··· Text excerpt

However, a social enterprise is a big risk. Products have to be priced low, investors are hard to find, and the family is usually not very supportive.

“Earlier, social ventures used to be all about impact,” says Dr Tamanna Chaturvedi, consultant and coordinator at Centre for MSME studies, Indian Institute for Foreign Trade, Delhi. “Now we tell our students to look at the scalability factor as well. Unless they are scalable, investors are not interested. Social ventures must, therefore, look at impact plus some profitability; otherwise sustaining them is difficult.”

The rise in interest in social ventures has also caught the attention of accelerators and incubators. For instance, IIM Bangalore's N.S. Raghavan Centre for Entrepreneurial Learning has launched an incubator exclusively for social startups. “Our intention is to motivate nascent non-profit startups to build scalability DNA into their organisational culture,” says Dr Suresh Bhagavatula, chairperson, entrepreneurial ecosystem development of NSRCEL.

······
··· Recorded information

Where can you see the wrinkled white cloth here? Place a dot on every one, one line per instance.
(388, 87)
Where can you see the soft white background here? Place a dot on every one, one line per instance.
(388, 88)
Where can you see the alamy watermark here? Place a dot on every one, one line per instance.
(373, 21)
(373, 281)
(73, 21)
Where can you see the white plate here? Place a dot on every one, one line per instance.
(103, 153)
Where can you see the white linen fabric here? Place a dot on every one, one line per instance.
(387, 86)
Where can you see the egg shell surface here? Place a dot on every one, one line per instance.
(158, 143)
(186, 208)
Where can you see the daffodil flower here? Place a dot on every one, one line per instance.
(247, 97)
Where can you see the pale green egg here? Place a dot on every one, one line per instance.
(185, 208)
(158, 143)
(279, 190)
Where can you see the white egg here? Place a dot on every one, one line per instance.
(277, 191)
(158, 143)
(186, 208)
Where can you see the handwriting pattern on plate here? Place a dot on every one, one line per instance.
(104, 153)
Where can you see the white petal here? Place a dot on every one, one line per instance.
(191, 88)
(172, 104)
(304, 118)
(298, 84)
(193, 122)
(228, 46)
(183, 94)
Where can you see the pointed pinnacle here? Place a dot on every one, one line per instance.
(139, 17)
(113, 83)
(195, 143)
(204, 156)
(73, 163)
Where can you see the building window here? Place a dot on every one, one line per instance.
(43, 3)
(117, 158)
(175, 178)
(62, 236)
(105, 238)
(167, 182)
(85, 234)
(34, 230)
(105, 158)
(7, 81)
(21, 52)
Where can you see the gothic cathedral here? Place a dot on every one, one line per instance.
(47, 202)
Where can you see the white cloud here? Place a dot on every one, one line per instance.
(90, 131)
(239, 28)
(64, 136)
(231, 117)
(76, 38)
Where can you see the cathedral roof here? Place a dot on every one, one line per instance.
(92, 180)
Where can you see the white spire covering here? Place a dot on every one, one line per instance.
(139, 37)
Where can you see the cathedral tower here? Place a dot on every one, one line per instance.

······

> [Things to do]:
A: Answer these questions from the passage on social ventures:
(i) What three difficulties of running a social enterprise does the passage list?
(ii) Besides impact, what factor do students now get told to look at?
(iii) Which center has launched an incubator exclusively for social startups?
B: Carry the passage on social ventures forward, beginning right after its final sentence.

> [Expected outputs]:
A:
(i) Products have to be priced low, investors are hard to find, and the family is usually not very supportive.
(ii) The scalability factor.
(iii) IIM Bangalore's N.S. Raghavan Centre for Entrepreneurial Learning (NSRCEL).

B:
“The ecosystem is evolving because there are no proven models on social entrepreneurship,” says Rohit Prakash, founder of iDream Education, a Gurugram-based technology company that works with rural government schools. “There is a lot of struggle initially, which is there in every startup, but more so in a social startup because acceptability is a huge issue. Moreover, it is difficult to find mentors.”

Social inclination is also deeply ingrained in b-schools' curriculum. In IIM Kozhikode, every student has to take up a social project as part of the core curriculum. There is a similar thrust on social projects at IIM Ahmedabad, IMT Ghaziabad, MDI Gurugram, FMS, Symbiosis and other top b-schools. The objective is to make the students understand society and sensitise them to the challenges faced by various sections of the society.